*** Opening of The data ***

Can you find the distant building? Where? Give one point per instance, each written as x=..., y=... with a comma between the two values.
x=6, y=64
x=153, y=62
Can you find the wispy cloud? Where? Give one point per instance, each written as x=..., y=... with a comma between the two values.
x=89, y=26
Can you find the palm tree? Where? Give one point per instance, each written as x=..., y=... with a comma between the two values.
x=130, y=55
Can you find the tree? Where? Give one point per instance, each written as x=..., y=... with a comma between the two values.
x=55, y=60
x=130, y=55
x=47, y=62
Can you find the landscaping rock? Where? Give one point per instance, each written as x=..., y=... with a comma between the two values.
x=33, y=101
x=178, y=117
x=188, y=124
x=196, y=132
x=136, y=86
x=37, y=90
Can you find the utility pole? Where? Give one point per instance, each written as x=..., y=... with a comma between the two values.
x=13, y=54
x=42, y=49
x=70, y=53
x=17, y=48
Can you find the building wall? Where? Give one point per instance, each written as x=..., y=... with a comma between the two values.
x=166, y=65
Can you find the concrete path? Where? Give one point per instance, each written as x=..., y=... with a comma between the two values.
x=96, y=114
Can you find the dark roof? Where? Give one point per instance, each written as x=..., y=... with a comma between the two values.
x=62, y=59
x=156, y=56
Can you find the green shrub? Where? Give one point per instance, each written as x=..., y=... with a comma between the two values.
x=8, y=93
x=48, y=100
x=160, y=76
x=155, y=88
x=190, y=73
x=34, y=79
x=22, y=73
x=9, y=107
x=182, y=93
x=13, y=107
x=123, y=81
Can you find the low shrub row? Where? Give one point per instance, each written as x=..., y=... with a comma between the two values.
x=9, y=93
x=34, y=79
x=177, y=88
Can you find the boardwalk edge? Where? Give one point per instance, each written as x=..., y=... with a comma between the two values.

*** Close of The data ***

» Task statement
An exact restatement of the lines from the one with "Can you find the green" through the last line of the data is the only acceptable answer.

» Task output
Can you find the green shrub? Where? Give one point per instance, each written as x=..., y=... with a comma between the two values.
x=8, y=93
x=48, y=100
x=160, y=76
x=155, y=88
x=190, y=73
x=34, y=79
x=22, y=73
x=9, y=107
x=182, y=93
x=13, y=107
x=123, y=81
Can you find the low shrub row? Where? Give one point per instance, each written as x=..., y=... with a comma between the two values.
x=9, y=93
x=34, y=79
x=177, y=88
Can you find the boardwalk edge? Where? Give one point per instance, each written as x=..., y=... with a comma between the two values.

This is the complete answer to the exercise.